CEDH | AFFAIRE MANIERI c. ITALIE


En l'affaire Manieri c. Italie*,
La Cour européenne des Droits de l'Homme, constituée, conformément à l'article 43 (art. 43) de la Convention de sauvegarde des Droits de l'Homme et des Libertés fondamentales ("la Convention")** et aux clauses pertinentes de son règlement, en une chambre composée des juges dont le nom suit: MM. R. Ryssdal, président, F. Matscher, B. Walsh, C. Russo, A. Spielmann, N. Valticos, A.N. Loizou, J.M. Morenilla, F. Bigi,
ainsi que de MM. M.-A. Eissen,

greffier, et H. Petzold, greffier adjoint,
Après en avoir dél...

Lignes d'étiquetage de lieux:

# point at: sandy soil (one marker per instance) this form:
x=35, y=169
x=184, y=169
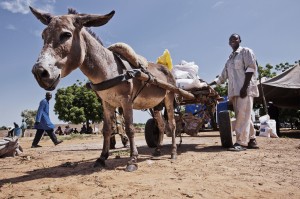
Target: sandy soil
x=203, y=169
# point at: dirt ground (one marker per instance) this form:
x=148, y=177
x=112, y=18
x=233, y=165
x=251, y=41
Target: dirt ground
x=203, y=169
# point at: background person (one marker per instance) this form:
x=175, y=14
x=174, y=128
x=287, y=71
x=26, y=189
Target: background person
x=43, y=123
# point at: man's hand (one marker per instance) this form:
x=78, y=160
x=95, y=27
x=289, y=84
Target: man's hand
x=243, y=92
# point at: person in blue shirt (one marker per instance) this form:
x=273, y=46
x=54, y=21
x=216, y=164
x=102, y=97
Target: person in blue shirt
x=43, y=123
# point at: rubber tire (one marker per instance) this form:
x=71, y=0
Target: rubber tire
x=225, y=129
x=151, y=133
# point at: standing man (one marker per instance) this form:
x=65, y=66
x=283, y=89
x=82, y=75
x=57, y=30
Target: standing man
x=240, y=70
x=23, y=127
x=43, y=123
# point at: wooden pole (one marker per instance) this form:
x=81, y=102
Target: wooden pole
x=144, y=77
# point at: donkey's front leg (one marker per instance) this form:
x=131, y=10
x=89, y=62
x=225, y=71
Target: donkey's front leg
x=169, y=103
x=129, y=128
x=107, y=130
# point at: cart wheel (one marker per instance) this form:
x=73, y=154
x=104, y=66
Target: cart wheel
x=225, y=129
x=151, y=133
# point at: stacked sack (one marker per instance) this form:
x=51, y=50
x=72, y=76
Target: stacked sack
x=186, y=75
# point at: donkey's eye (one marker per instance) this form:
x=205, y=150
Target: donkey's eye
x=65, y=36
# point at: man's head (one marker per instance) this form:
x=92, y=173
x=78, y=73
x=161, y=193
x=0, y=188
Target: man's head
x=234, y=41
x=48, y=96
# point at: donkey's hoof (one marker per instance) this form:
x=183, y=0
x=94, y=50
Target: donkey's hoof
x=131, y=167
x=174, y=156
x=156, y=153
x=100, y=163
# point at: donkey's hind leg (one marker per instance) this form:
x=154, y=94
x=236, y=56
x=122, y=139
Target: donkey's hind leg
x=161, y=127
x=108, y=113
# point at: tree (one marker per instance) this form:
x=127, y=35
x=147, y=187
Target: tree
x=77, y=104
x=29, y=117
x=285, y=66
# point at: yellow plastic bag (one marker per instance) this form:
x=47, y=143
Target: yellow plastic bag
x=165, y=59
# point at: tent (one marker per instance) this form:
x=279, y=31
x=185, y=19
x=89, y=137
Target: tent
x=284, y=89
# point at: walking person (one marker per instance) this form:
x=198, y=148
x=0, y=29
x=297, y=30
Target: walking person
x=240, y=71
x=23, y=127
x=43, y=123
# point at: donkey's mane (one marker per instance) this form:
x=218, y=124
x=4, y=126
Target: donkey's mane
x=89, y=30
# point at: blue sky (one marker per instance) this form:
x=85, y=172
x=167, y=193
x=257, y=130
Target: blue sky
x=191, y=30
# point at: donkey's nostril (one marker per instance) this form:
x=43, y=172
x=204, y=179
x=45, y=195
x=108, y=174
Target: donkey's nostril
x=44, y=74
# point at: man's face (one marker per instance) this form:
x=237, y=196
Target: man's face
x=234, y=41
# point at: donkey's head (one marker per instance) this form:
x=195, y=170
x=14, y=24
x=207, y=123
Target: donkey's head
x=64, y=46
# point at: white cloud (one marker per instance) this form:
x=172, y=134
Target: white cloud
x=218, y=4
x=22, y=6
x=10, y=27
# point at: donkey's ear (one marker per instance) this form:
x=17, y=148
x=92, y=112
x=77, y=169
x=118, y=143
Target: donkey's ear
x=45, y=18
x=94, y=20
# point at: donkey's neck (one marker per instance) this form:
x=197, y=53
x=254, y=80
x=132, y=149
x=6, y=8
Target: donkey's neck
x=99, y=63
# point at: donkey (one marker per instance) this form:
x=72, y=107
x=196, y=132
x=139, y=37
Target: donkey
x=68, y=46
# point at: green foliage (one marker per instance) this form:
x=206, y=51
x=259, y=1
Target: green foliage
x=77, y=104
x=266, y=71
x=29, y=116
x=285, y=66
x=285, y=114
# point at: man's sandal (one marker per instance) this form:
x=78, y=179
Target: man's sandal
x=237, y=147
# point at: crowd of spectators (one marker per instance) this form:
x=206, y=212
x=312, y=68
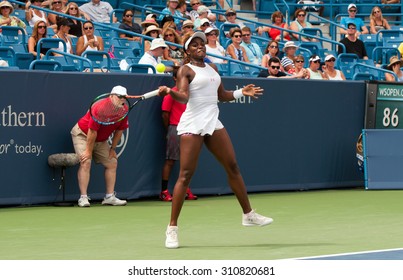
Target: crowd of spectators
x=175, y=20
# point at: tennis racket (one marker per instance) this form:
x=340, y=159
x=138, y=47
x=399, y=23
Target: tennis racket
x=108, y=108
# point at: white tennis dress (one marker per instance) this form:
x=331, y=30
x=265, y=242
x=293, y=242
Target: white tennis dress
x=201, y=114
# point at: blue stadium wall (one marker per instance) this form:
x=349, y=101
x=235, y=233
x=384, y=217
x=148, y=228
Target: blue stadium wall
x=299, y=135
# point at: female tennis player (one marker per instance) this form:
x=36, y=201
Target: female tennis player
x=199, y=85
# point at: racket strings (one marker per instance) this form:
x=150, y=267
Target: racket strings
x=106, y=111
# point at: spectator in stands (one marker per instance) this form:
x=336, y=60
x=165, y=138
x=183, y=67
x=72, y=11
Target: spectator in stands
x=76, y=27
x=213, y=46
x=300, y=23
x=277, y=19
x=253, y=50
x=129, y=25
x=89, y=42
x=182, y=8
x=187, y=26
x=153, y=56
x=395, y=65
x=57, y=6
x=202, y=18
x=6, y=19
x=151, y=31
x=352, y=43
x=272, y=50
x=173, y=53
x=172, y=11
x=33, y=15
x=331, y=72
x=299, y=67
x=314, y=72
x=358, y=22
x=63, y=28
x=38, y=32
x=288, y=59
x=235, y=50
x=377, y=21
x=172, y=111
x=274, y=71
x=195, y=4
x=230, y=15
x=98, y=11
x=150, y=20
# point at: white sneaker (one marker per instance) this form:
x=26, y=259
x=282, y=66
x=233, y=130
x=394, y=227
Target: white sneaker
x=254, y=219
x=113, y=200
x=171, y=241
x=84, y=202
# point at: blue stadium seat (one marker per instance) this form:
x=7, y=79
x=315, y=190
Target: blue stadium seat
x=47, y=65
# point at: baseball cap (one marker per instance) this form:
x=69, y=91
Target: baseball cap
x=157, y=43
x=198, y=34
x=119, y=90
x=351, y=6
x=329, y=56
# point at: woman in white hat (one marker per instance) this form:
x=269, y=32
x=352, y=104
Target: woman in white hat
x=213, y=46
x=395, y=65
x=6, y=19
x=332, y=73
x=200, y=86
x=153, y=32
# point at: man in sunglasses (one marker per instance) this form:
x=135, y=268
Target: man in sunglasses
x=274, y=71
x=359, y=23
x=99, y=11
x=352, y=43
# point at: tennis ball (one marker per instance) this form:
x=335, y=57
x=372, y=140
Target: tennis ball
x=160, y=68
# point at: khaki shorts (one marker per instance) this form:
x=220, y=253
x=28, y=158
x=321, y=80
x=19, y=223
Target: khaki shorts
x=100, y=154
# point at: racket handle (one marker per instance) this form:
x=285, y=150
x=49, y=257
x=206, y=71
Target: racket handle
x=150, y=94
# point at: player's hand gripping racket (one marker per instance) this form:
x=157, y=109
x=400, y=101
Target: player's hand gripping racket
x=108, y=108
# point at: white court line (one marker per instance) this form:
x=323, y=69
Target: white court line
x=347, y=254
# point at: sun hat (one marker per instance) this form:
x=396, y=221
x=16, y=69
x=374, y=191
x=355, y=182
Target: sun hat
x=149, y=21
x=119, y=90
x=7, y=4
x=314, y=58
x=152, y=28
x=289, y=44
x=351, y=6
x=202, y=9
x=198, y=34
x=393, y=60
x=188, y=22
x=209, y=29
x=203, y=21
x=157, y=43
x=329, y=56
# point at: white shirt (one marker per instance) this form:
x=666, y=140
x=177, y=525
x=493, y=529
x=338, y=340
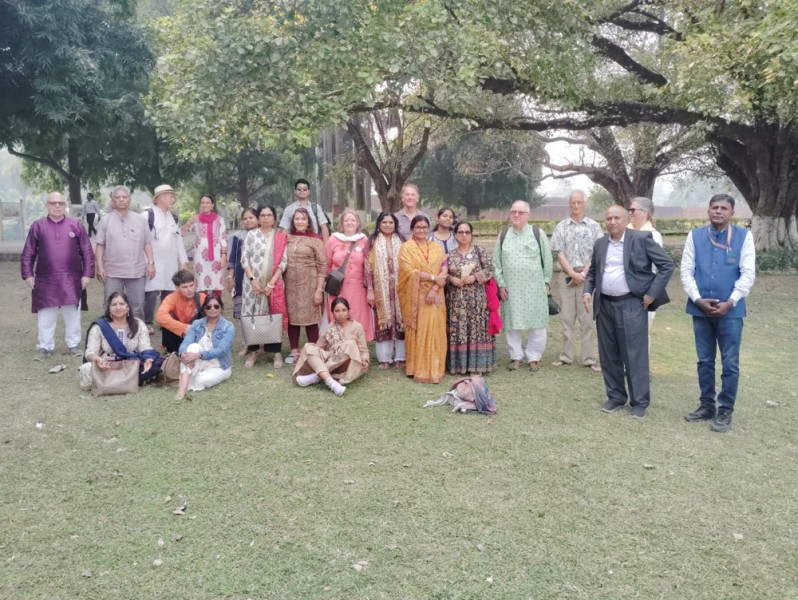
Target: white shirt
x=613, y=281
x=742, y=286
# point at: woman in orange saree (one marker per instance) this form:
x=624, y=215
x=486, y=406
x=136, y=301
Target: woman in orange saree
x=422, y=276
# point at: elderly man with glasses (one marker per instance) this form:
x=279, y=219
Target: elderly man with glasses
x=523, y=268
x=57, y=264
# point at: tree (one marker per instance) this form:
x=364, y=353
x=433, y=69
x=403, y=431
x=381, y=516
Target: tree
x=481, y=169
x=281, y=71
x=72, y=75
x=627, y=161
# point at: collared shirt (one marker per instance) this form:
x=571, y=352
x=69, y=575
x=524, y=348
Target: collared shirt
x=613, y=281
x=123, y=241
x=576, y=239
x=319, y=217
x=404, y=223
x=743, y=285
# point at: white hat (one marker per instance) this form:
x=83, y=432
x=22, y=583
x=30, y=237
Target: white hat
x=162, y=189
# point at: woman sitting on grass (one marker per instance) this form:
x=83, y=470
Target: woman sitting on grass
x=339, y=357
x=206, y=352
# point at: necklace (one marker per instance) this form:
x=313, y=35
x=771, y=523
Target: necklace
x=425, y=251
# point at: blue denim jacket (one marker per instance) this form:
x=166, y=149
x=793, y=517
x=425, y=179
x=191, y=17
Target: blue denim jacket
x=222, y=338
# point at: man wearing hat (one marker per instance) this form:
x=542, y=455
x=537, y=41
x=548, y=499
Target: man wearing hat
x=168, y=250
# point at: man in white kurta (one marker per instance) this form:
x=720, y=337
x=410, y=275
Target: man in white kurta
x=168, y=250
x=523, y=268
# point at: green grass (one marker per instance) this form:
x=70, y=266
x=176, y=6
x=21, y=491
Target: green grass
x=287, y=488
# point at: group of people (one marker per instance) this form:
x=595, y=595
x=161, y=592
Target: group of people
x=429, y=297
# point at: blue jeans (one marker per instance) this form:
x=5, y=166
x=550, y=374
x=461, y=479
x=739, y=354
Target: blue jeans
x=711, y=334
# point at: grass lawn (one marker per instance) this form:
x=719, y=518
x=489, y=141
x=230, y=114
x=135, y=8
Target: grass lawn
x=294, y=493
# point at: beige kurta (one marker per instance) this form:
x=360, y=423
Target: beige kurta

• LES TÂCHES:
**A)** D'après l'arrêt Manieri c. Italie, qui préside la chambre de la Cour ?
**B)** Recopiez un passage de l'arrêt Manieri c. Italie en commençant par « CEDH | AFFAIRE » et en poursuivant jusqu'à « en avoir dél... ».

• RÉSULTATS PAR TÂCHE:
**A)** R. Ryssdal

**B)**
CEDH | AFFAIRE MANIERI c. ITALIE


En l'affaire Manieri c. Italie*,
La Cour européenne des Droits de l'Homme, constituée, conformément à l'article 43 (art. 43) de la Convention de sauvegarde des Droits de l'Homme et des Libertés fondamentales ("la Convention")** et aux clauses pertinentes de son règlement, en une chambre composée des juges dont le nom suit: MM. R. Ryssdal, président, F. Matscher, B. Walsh, C. Russo, A. Spielmann, N. Valticos, A.N. Loizou, J.M. Morenilla, F. Bigi,
ainsi que de MM. M.-A. Eissen,

greffier, et H. Petzold, greffier adjoint,
Après en avoir dél...